→ **TO BE DONE**:
Quote the lines below exactly, from the one that holds "Thank you for the photo. Could you pin the sweater" through the final line of the records, and only those.

→ **DATA SHOWN**:
┄┄┄┄┄┄

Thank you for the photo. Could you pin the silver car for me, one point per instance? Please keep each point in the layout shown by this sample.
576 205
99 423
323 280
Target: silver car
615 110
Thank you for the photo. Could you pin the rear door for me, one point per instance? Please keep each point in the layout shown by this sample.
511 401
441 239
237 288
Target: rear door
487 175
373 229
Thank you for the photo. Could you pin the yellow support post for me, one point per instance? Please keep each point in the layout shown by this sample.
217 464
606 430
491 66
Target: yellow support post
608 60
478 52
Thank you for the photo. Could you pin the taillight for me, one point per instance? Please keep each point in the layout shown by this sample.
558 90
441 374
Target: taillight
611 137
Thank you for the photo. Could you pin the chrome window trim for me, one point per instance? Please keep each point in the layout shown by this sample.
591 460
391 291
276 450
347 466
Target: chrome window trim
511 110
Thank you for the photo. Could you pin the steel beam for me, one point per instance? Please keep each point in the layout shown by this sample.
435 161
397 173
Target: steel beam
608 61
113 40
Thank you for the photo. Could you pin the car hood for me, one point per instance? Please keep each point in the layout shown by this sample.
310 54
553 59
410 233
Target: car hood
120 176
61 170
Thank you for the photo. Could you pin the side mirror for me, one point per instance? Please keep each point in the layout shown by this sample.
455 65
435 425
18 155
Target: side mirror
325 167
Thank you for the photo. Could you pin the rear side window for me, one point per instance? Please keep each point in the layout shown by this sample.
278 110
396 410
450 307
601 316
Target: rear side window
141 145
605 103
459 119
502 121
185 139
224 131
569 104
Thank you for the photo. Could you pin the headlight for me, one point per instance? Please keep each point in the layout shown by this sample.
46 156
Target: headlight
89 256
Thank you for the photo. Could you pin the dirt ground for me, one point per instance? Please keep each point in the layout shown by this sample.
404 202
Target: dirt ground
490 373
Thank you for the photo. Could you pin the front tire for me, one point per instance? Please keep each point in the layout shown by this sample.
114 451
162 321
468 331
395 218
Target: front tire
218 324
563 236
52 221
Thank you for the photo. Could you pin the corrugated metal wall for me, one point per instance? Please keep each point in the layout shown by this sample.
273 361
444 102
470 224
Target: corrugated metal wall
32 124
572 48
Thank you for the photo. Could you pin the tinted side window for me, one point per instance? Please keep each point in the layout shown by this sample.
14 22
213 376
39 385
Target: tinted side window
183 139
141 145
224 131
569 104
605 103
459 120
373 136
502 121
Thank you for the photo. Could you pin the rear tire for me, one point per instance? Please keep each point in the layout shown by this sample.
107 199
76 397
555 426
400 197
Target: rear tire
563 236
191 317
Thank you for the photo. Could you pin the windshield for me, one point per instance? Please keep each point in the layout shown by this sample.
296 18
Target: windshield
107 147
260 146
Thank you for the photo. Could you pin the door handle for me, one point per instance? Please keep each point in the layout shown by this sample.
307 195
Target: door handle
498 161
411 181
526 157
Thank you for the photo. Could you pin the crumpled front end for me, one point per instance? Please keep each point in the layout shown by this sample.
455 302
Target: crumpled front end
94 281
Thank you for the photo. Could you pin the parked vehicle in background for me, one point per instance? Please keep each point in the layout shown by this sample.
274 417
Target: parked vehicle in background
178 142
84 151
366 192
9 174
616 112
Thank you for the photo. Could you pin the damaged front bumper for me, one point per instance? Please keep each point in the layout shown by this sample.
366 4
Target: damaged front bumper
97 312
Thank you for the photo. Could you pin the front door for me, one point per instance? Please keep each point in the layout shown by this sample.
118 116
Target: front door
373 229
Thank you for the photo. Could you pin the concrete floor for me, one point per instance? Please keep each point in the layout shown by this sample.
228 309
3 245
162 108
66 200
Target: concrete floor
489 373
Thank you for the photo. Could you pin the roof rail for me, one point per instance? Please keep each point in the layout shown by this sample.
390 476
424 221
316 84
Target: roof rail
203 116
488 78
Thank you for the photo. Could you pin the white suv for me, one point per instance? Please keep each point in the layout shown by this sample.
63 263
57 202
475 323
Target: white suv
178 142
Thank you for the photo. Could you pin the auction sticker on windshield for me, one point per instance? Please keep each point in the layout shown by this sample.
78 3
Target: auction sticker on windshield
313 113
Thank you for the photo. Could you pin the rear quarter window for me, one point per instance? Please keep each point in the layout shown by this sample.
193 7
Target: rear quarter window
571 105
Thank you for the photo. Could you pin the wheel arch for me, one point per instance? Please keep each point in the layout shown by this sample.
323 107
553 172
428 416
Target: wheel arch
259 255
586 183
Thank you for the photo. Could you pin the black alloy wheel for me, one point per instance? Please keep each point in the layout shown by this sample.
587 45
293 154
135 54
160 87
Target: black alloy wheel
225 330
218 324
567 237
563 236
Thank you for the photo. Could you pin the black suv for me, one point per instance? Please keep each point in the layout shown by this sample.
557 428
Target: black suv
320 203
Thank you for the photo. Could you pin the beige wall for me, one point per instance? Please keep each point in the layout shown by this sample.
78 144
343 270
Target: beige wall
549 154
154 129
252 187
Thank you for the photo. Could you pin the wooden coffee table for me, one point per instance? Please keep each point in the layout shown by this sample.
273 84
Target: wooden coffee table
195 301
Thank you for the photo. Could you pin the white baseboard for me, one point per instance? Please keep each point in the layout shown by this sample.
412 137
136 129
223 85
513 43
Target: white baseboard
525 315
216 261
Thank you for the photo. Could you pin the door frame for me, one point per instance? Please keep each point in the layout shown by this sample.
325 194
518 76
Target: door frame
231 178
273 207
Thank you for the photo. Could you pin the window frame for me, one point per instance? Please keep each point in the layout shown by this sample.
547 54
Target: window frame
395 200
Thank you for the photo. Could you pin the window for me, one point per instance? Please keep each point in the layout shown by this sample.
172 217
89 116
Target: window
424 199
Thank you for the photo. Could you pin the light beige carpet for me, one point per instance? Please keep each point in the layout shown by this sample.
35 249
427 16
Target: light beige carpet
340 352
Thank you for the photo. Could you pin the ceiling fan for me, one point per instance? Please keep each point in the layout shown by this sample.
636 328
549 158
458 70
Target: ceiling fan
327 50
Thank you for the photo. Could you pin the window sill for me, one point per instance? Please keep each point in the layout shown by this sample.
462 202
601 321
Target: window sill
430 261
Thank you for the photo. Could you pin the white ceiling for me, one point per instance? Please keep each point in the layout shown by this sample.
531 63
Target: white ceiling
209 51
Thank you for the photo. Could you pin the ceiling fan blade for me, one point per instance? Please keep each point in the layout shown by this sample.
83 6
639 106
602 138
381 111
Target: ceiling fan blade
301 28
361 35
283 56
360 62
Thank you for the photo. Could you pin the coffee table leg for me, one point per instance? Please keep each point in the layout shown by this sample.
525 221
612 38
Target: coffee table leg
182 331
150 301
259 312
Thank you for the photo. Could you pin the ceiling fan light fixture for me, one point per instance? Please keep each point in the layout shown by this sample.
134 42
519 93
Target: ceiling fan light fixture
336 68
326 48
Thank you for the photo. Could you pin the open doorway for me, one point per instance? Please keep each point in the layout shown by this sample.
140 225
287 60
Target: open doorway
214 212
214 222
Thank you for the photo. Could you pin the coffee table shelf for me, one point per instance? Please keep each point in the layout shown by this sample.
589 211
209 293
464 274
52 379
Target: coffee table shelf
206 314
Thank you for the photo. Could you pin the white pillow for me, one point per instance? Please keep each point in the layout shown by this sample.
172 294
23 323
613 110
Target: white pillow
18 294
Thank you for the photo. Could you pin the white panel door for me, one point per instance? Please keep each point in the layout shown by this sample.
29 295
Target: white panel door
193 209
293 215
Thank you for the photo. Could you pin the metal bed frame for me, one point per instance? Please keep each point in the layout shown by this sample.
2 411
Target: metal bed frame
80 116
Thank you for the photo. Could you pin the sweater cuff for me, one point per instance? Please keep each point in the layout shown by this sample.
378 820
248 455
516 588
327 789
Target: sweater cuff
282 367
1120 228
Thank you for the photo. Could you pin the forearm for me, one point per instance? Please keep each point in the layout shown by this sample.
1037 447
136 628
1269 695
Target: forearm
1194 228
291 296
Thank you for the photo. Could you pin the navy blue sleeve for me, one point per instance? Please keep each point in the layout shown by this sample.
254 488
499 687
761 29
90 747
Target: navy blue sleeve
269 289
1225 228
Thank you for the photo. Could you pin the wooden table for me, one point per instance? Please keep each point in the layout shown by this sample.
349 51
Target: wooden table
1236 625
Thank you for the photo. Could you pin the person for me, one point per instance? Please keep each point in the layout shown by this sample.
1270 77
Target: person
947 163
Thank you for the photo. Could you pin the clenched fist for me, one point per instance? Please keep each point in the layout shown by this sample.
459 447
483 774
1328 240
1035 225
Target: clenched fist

┄┄┄┄┄┄

→ **EXERCISE SOLUTION**:
Thank you for the photo. Could you pin the sweater cuff for me, one point per instance? Please keep each point in the layout shown by this sample.
378 820
248 455
516 588
327 789
Target: sweater cuff
282 367
1120 228
Thank you for the photo. Could you pin the forearm for me, one point per instance? Please keep each point in the layout shown by this sample.
1037 447
136 628
1269 695
Target: forearm
1194 228
291 296
Thank you for the photo. Could you pin the navy blue sleeve for me, one point per instance? Please keep each point in the layout shown by this sample.
254 488
499 687
761 29
90 747
Target: navy blue sleeve
269 289
1225 228
Thank you for the photo. Could you pin the wooden table for me, one point per instance? Please keep each point in the layout shown by this sample.
349 51
Target: wooden table
1236 625
Thank you for the photo. Could you pin the person for me, one point per instance? Please keep each point in the layout shown by this sample.
1270 77
Target: person
947 163
Thank you for the photo. Could you pin the clenched fist for me, one point per instance? Please keep each point in the layout shown by this sample.
459 447
483 774
1328 240
1035 225
Target: clenched fist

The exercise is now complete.